---------- Document excerpt
Monday, August 31, 2015

best thing i ate last week: new england clam chowder at Mignonette

I'm still working on getting caught up from our vacation, but in the interest of not falling too far behind, let's talk about this past week. Actually, it mostly consisted of lots of home cooking, which is not a bad thing; but not as good as this New England clam chowder, Sunday's "CBGB" (Chowder, Bisque or GumBo) at Mignonette.

First things first. It's the right kind of clam chowder: New England style, lashed with cream, not that perverse red abomination that some tasteless troglodytes prefer. James Beard had it right, describing "that rather horrendous soup called Manhattan clam chowder" as resembling "a vegetable soup that accidentally had some clams dumped into it."
--------------------
== Tasks to carry out ==
[a] Retype the clam chowder post, starting at the words "Monday, August 31, 2015" and stopping after "GumBo) at Mignonette.".
[b] Answer yes or no for whether each statement agrees with the clam chowder post, and quote the words that decide it: (i) The chowder was Sunday's special at Mignonette. (ii) The writer favors the red style of clam chowder. (iii) The past week was taken up mostly by home cooking.
---------- Excerpted data
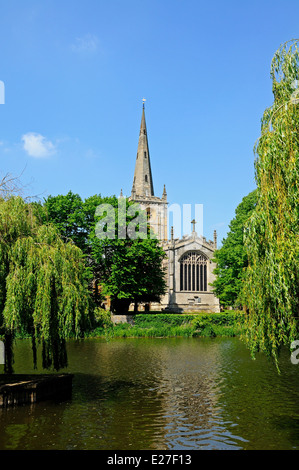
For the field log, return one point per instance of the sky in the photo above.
(74, 74)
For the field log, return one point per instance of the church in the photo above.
(188, 264)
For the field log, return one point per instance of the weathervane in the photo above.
(193, 222)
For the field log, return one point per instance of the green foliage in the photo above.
(102, 318)
(43, 290)
(129, 270)
(231, 258)
(126, 269)
(271, 290)
(176, 325)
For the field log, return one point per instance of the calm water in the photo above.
(155, 394)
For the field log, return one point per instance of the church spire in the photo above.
(143, 181)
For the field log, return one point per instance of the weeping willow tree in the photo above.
(271, 289)
(43, 290)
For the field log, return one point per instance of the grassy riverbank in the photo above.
(171, 325)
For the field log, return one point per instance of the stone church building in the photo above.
(189, 266)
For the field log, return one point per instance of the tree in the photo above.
(271, 287)
(43, 290)
(232, 258)
(124, 268)
(130, 268)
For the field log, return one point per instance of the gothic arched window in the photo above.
(193, 272)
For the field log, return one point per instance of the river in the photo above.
(161, 394)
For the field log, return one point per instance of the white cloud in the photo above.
(86, 44)
(37, 145)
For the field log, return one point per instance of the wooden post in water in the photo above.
(2, 353)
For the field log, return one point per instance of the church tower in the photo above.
(143, 187)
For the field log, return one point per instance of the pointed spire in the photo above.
(164, 195)
(143, 181)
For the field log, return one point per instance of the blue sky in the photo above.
(75, 73)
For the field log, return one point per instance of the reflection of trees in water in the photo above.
(259, 404)
(162, 394)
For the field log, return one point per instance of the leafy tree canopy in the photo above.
(127, 268)
(43, 290)
(231, 258)
(271, 290)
--------------------
== Answers to the exercise ==
[a]
Monday, August 31, 2015

best thing i ate last week: new england clam chowder at Mignonette

I'm still working on getting caught up from our vacation, but in the interest of not falling too far behind, let's talk about this past week. Actually, it mostly consisted of lots of home cooking, which is not a bad thing; but not as good as this New England clam chowder, Sunday's "CBGB" (Chowder, Bisque or GumBo) at Mignonette.

[b]
(i) Yes: "Sunday's "CBGB" (Chowder, Bisque or GumBo) at Mignonette."
(ii) No: "New England style, lashed with cream, not that perverse red abomination that some tasteless troglodytes prefer."
(iii) Yes: "it mostly consisted of lots of home cooking"